**WORK TO BE COMPLETED:** Reproduce the data from the line with "white face mask?" through the end of the data, keeping every line, and shift each polygon coordinate by adding 14 to it. Leave the pictures out of your answer.

---

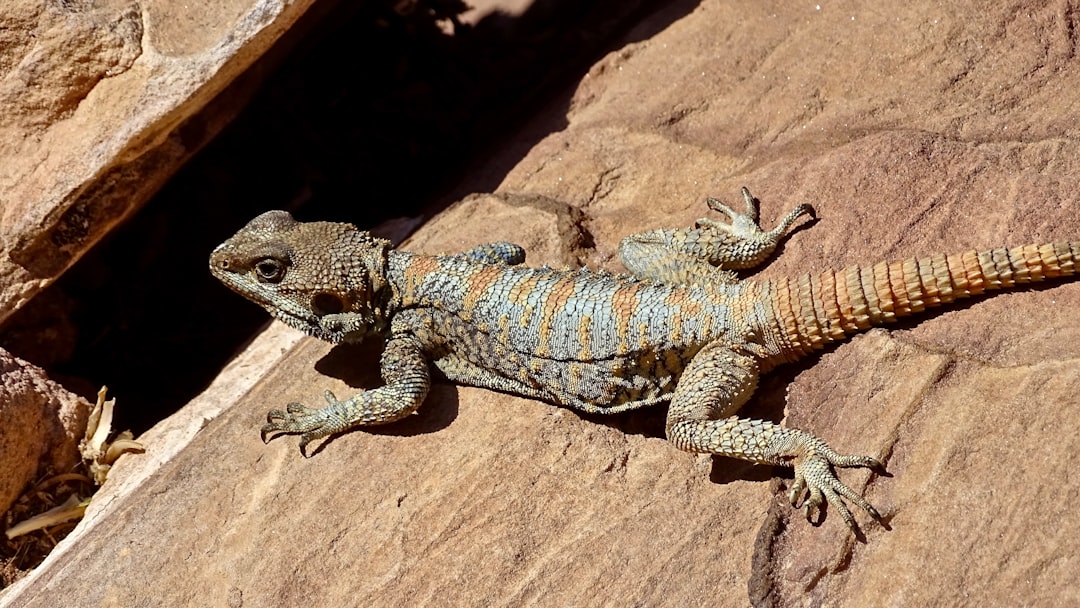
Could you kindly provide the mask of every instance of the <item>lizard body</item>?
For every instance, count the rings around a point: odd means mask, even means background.
[[[351,225],[297,222],[285,212],[253,219],[211,256],[215,276],[278,319],[330,342],[386,340],[382,387],[321,409],[288,404],[262,428],[312,440],[399,420],[422,403],[431,366],[449,380],[589,413],[670,402],[678,448],[794,467],[793,505],[827,501],[880,519],[834,467],[882,470],[842,456],[810,433],[735,416],[758,376],[852,333],[959,297],[1070,275],[1080,242],[908,258],[773,281],[732,269],[764,261],[800,205],[771,231],[714,199],[730,224],[623,240],[632,274],[518,266],[521,247],[491,243],[451,256],[399,252]]]

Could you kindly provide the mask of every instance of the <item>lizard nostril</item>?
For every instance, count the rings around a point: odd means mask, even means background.
[[[345,310],[345,301],[334,294],[315,294],[311,298],[311,310],[315,314],[337,314]]]

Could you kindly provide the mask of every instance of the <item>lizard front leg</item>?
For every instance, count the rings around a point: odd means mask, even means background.
[[[719,342],[706,346],[687,366],[675,388],[667,411],[667,440],[687,451],[793,467],[795,483],[788,499],[797,508],[802,494],[808,494],[805,501],[808,519],[827,501],[852,530],[858,529],[842,499],[880,519],[877,510],[840,483],[833,471],[834,467],[883,470],[877,459],[843,456],[805,431],[733,416],[753,394],[757,376],[754,357]]]
[[[384,386],[338,401],[326,391],[327,406],[306,407],[291,403],[285,410],[272,409],[262,427],[262,441],[271,433],[300,434],[300,454],[314,440],[352,427],[386,424],[413,414],[431,388],[431,368],[416,337],[391,337],[382,352],[380,369]],[[274,435],[278,436],[278,435]]]

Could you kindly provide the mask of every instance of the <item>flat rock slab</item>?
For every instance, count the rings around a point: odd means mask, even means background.
[[[12,0],[0,12],[0,321],[137,210],[311,0]]]
[[[742,185],[766,225],[799,202],[820,218],[759,276],[1080,238],[1075,16],[669,10],[687,14],[643,23],[538,117],[549,135],[497,192],[404,246],[510,240],[530,264],[618,270],[622,235],[689,225]],[[303,339],[244,355],[261,377],[183,448],[144,437],[112,479],[178,451],[134,491],[99,495],[87,531],[3,603],[1077,604],[1080,283],[923,319],[780,368],[744,408],[887,462],[890,476],[841,472],[889,523],[859,515],[866,542],[835,513],[806,523],[782,469],[675,450],[663,408],[586,418],[440,386],[416,416],[313,458],[293,437],[264,446],[268,409],[379,381],[376,348]]]

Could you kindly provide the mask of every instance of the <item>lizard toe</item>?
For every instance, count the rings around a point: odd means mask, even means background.
[[[832,451],[832,450],[827,450]],[[806,494],[802,504],[808,521],[813,521],[814,512],[821,512],[822,506],[828,503],[836,510],[843,522],[852,530],[858,530],[855,518],[848,509],[845,500],[866,511],[877,521],[881,519],[880,513],[859,492],[846,486],[836,476],[833,467],[867,467],[880,469],[881,463],[868,456],[839,456],[836,454],[823,455],[811,452],[806,458],[795,463],[795,484],[788,496],[792,506],[798,508],[798,499]]]

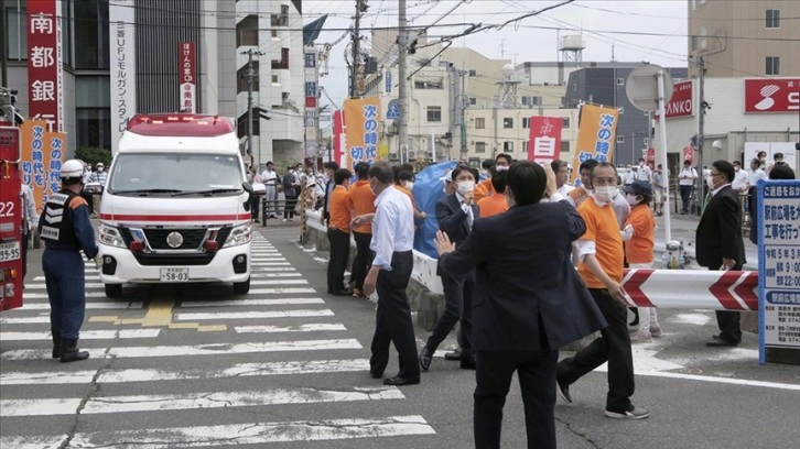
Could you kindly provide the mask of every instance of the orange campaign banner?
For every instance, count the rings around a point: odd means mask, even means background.
[[[614,144],[617,134],[619,110],[595,105],[581,107],[581,122],[577,128],[577,144],[572,157],[572,176],[579,175],[581,163],[591,158],[597,162],[614,162]]]
[[[64,158],[64,133],[47,131],[44,120],[25,120],[20,127],[22,143],[22,184],[33,189],[36,211],[51,195],[61,189],[61,164]]]
[[[345,157],[346,167],[354,171],[359,162],[369,164],[379,161],[378,118],[380,100],[360,98],[345,100]]]

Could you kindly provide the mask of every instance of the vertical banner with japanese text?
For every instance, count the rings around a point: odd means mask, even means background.
[[[561,153],[561,117],[531,117],[528,141],[528,161],[549,164]]]
[[[378,118],[380,99],[345,100],[346,167],[353,171],[359,162],[378,161]]]
[[[197,113],[197,58],[194,42],[179,42],[177,55],[181,112]]]
[[[117,153],[117,143],[128,125],[128,119],[137,113],[136,8],[133,6],[133,0],[110,0],[108,3],[112,154]]]
[[[28,120],[20,127],[22,184],[33,189],[36,210],[61,188],[64,133],[47,131],[44,120]]]
[[[61,1],[28,2],[28,116],[64,130]]]
[[[597,162],[614,162],[614,146],[617,134],[619,110],[595,105],[581,107],[581,123],[577,128],[577,144],[572,157],[572,176],[579,175],[577,167],[591,158]]]

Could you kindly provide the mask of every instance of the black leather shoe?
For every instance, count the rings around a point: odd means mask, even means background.
[[[420,351],[420,368],[422,368],[422,371],[428,371],[429,368],[431,368],[431,360],[433,359],[433,352],[431,352],[428,347],[422,347],[422,350]]]
[[[418,385],[420,383],[420,376],[415,377],[388,377],[383,379],[383,385]]]
[[[453,352],[446,352],[444,354],[444,360],[450,360],[450,361],[461,360],[461,348],[456,348],[455,351],[453,351]]]
[[[714,336],[711,340],[705,342],[709,348],[734,348],[739,346],[738,341],[725,340],[718,336]]]

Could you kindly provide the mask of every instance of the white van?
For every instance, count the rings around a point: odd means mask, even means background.
[[[106,296],[126,283],[225,282],[248,293],[251,193],[234,119],[134,116],[100,204]]]

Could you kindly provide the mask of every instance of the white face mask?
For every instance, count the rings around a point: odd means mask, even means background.
[[[597,186],[592,191],[594,193],[595,198],[603,202],[609,202],[617,193],[617,186]]]
[[[469,191],[475,190],[475,182],[474,180],[460,180],[458,184],[458,193],[462,195],[465,195]]]

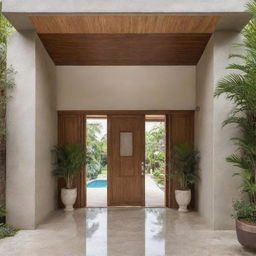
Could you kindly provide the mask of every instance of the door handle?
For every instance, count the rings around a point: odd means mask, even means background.
[[[145,164],[144,164],[143,161],[141,162],[141,175],[142,175],[142,176],[145,175]]]

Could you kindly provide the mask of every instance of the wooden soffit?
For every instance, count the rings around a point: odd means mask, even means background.
[[[39,34],[213,33],[219,16],[30,16]]]
[[[196,65],[218,16],[31,16],[56,65]]]
[[[210,34],[39,34],[56,65],[196,65]]]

---

**RESULT FOR THIS TASK:**
Could you kindly provide the mask of every instance of the white face mask?
For every instance, count the rings around a point: odd means mask, even means background.
[[[611,200],[606,205],[608,207],[609,212],[617,216],[623,216],[631,207],[631,200]]]
[[[483,205],[489,204],[489,196],[488,194],[474,194],[472,198],[472,207],[476,209],[479,209]]]

Could you kindly provide the mask of every instance of the door handle?
For every instance, count the rings around a point: odd means mask, even means background.
[[[159,178],[158,178],[157,175],[155,176],[155,189],[156,189],[156,190],[159,189]]]

Could you kindly provide the mask of every instance of the wooden soffit?
For every instance, count the rings around a point: odd means mask, even means background.
[[[53,48],[227,47],[233,30],[44,30]]]
[[[210,79],[232,30],[45,30],[70,79]]]
[[[224,48],[53,48],[70,79],[210,79]]]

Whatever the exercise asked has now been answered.